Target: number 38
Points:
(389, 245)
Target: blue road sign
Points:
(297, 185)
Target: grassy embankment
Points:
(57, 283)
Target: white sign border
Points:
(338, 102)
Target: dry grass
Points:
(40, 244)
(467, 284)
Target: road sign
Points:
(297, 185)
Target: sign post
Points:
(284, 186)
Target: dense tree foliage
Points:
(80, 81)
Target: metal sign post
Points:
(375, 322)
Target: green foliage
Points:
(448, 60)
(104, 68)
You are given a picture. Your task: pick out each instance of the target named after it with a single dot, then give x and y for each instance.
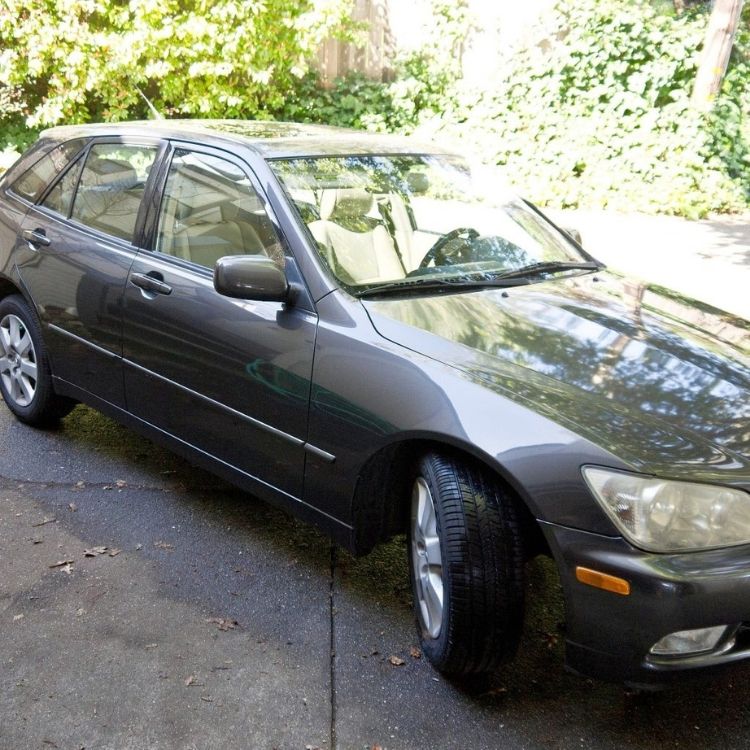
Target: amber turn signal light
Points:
(603, 581)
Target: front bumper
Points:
(610, 636)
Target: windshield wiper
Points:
(550, 266)
(427, 285)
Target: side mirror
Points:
(251, 277)
(573, 234)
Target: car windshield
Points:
(395, 222)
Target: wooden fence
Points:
(336, 58)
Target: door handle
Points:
(150, 283)
(36, 237)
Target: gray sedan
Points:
(355, 329)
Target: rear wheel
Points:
(467, 566)
(25, 379)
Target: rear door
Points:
(226, 376)
(76, 247)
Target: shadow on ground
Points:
(225, 544)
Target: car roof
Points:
(269, 139)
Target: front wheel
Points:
(25, 379)
(467, 566)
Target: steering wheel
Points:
(438, 252)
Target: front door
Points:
(226, 376)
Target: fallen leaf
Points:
(61, 563)
(222, 623)
(94, 551)
(45, 521)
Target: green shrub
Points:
(596, 113)
(84, 60)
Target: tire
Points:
(466, 558)
(25, 378)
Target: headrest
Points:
(113, 173)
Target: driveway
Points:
(204, 619)
(708, 260)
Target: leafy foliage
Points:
(425, 83)
(596, 113)
(84, 60)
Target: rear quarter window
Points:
(32, 183)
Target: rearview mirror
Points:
(250, 277)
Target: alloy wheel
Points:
(427, 561)
(18, 366)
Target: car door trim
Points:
(297, 442)
(80, 340)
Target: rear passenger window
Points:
(60, 198)
(32, 183)
(210, 209)
(111, 188)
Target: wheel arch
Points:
(380, 503)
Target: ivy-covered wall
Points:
(593, 111)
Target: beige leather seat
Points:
(354, 239)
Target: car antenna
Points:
(154, 112)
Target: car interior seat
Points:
(354, 239)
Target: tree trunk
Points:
(722, 28)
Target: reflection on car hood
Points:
(661, 381)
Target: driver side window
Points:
(210, 209)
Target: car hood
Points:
(660, 381)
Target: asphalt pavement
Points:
(145, 604)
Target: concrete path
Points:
(222, 623)
(707, 260)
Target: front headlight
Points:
(665, 516)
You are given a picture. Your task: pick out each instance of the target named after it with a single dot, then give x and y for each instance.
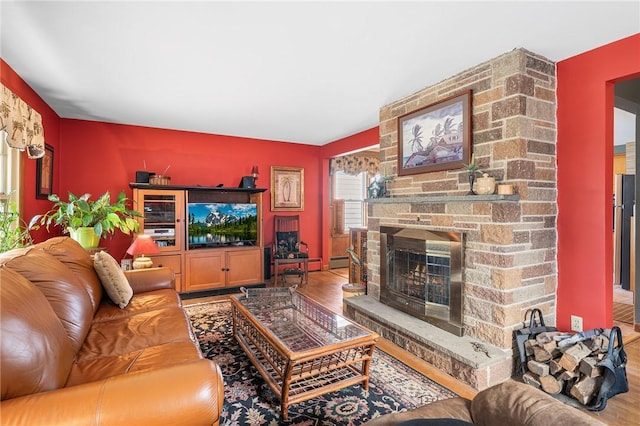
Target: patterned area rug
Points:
(623, 312)
(393, 386)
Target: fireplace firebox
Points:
(421, 275)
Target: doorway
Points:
(626, 130)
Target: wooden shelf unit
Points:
(198, 269)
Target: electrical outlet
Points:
(576, 323)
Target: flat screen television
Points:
(222, 224)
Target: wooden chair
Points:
(289, 249)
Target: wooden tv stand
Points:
(198, 269)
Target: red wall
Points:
(585, 173)
(97, 157)
(50, 121)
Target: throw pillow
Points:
(113, 279)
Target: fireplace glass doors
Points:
(421, 274)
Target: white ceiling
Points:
(303, 72)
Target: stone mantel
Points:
(429, 199)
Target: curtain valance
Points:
(355, 164)
(22, 124)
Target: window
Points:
(10, 163)
(352, 190)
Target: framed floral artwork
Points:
(287, 188)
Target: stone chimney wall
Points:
(510, 244)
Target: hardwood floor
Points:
(326, 288)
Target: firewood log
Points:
(555, 368)
(531, 379)
(573, 355)
(538, 368)
(551, 385)
(541, 355)
(588, 367)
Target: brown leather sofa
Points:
(70, 356)
(509, 403)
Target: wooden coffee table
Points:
(301, 349)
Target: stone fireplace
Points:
(420, 274)
(508, 242)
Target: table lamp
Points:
(142, 246)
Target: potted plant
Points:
(86, 220)
(13, 233)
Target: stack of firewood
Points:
(558, 367)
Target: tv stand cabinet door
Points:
(205, 270)
(244, 267)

ABOUT THIS TASK -
Taking the entries above, restate exactly those lines that fall between the line with "Target: stone mantel" and the line with "Target: tv stand cabinet door", keeping both of those lines too.

ANSWER FOR THIS EXERCISE -
Target: stone mantel
Points:
(429, 199)
Target: curtain valance
Points:
(355, 164)
(22, 124)
Target: window
Points:
(10, 163)
(352, 190)
Target: framed floral artwork
Points:
(287, 188)
Target: stone chimney wall
Points:
(510, 244)
Target: hardwood floor
Points:
(326, 288)
Target: firewood log
Points:
(555, 368)
(531, 379)
(573, 355)
(538, 368)
(551, 385)
(541, 355)
(588, 367)
Target: brown leather sofa
Points:
(70, 356)
(509, 403)
Target: wooden coffee table
Points:
(301, 349)
Target: stone fireplace
Points:
(420, 274)
(508, 242)
Target: table lamp
Points:
(142, 246)
Target: potted plant
Points:
(86, 220)
(13, 233)
Target: stack of firewood
Points:
(558, 367)
Target: tv stand cabinet door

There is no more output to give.